═══ SOURCE

Nous avons vu que la salutation complète renferme deux éléments, dont l’un implique la soumission et l’autre l’affection ; des éléments analogues doivent exister dans les formules employées pour adresser la parole. Aux paroles par lesquelles nous cherchons à attirer la bonne volonté soit en nous abaissant nous-mêmes, soit en exaltant la personne à laquelle nous nous adressons, soit en faisant les deux choses à la fois, nous en joignons d’autres indiquant notre attachement à cette personne, — des vœux pour sa vie, sa santé et sa félicité.

══════

- _ÉNONCÉ DU PROBLÈME A_: Retapez à l'identique les enregistrements, en commençant à la ligne qui contient « Where can you spot the blue » et en continuant jusqu'à la fin des enregistrements, sans reproduire les images.
Le texte sur la salutation n'a aucun lien avec les enregistrements qui suivent.

═══ DONNÉES D'ENTRÉE

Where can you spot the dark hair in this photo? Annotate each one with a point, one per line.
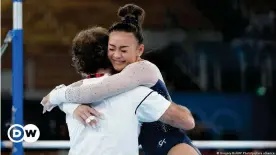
(132, 17)
(89, 50)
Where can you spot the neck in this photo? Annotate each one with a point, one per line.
(105, 71)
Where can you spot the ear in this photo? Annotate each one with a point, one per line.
(140, 50)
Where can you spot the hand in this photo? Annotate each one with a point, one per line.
(87, 115)
(47, 105)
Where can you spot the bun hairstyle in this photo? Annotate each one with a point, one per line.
(132, 18)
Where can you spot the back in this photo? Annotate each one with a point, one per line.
(117, 134)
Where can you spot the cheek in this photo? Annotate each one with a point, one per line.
(109, 55)
(129, 57)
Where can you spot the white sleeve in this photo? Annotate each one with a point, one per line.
(134, 75)
(68, 108)
(152, 107)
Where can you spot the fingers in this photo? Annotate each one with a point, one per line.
(88, 115)
(94, 112)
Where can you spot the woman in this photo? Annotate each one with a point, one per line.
(125, 48)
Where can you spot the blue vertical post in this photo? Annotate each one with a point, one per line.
(17, 70)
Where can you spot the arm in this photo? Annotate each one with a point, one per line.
(136, 74)
(155, 107)
(68, 109)
(179, 117)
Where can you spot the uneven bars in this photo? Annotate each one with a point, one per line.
(17, 71)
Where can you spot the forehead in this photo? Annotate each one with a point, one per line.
(122, 38)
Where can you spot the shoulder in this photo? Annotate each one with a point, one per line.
(143, 65)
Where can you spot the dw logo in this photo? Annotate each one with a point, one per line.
(29, 133)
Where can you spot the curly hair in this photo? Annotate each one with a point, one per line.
(89, 50)
(132, 18)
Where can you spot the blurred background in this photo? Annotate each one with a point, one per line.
(217, 57)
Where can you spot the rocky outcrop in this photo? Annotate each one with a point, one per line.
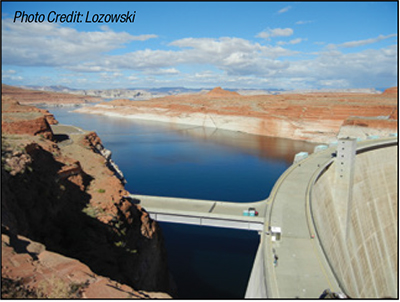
(18, 119)
(315, 117)
(35, 97)
(219, 92)
(44, 274)
(392, 91)
(92, 141)
(65, 199)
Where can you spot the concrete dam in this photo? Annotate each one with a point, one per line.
(357, 222)
(336, 212)
(330, 222)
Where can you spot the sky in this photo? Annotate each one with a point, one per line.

══════

- _ÉNONCÉ DU PROBLÈME B_: Répétez mot pour mot le passage du texte sur la salutation qui commence aux mots « Nous avons vu » et s'arrête après « et sa félicité. ».

- _RÉPONSE ATTENDUE A_:
Where can you spot the blue vertical post in this photo? Annotate each one with a point, one per line.
(17, 70)
Where can you spot the arm in this photo? Annotate each one with a point, one per line.
(136, 74)
(155, 107)
(68, 109)
(179, 117)
Where can you spot the uneven bars in this photo? Annotate each one with a point, one per line.
(17, 71)
Where can you spot the forehead in this photo? Annotate each one with a point, one per line.
(122, 38)
Where can you spot the shoulder in this photo? Annotate each one with a point, one per line.
(143, 65)
Where can you spot the dw logo in this photo? Annotate each one with a point, one per line.
(29, 133)
Where can you spot the curly hair in this photo? Annotate each one with a point, one per line.
(89, 50)
(132, 18)
Where can you spot the blurred background in this photo? Annotate each one with a point, one per line.
(217, 57)
Where can you spot the rocky outcrop in this photo? Annotate each one with a point, one per line.
(18, 119)
(315, 117)
(35, 97)
(219, 92)
(44, 274)
(392, 91)
(92, 141)
(65, 199)
Where can you spot the concrete dam in this photo? Annotate each one with a point, one per line.
(357, 222)
(336, 212)
(330, 222)
Where can you spot the sky in this photo? Annotate each one with a point, one per line.

- _RÉPONSE ATTENDUE B_:
Nous avons vu que la salutation complète renferme deux éléments, dont l’un implique la soumission et l’autre l’affection ; des éléments analogues doivent exister dans les formules employées pour adresser la parole. Aux paroles par lesquelles nous cherchons à attirer la bonne volonté soit en nous abaissant nous-mêmes, soit en exaltant la personne à laquelle nous nous adressons, soit en faisant les deux choses à la fois, nous en joignons d’autres indiquant notre attachement à cette personne, — des vœux pour sa vie, sa santé et sa félicité.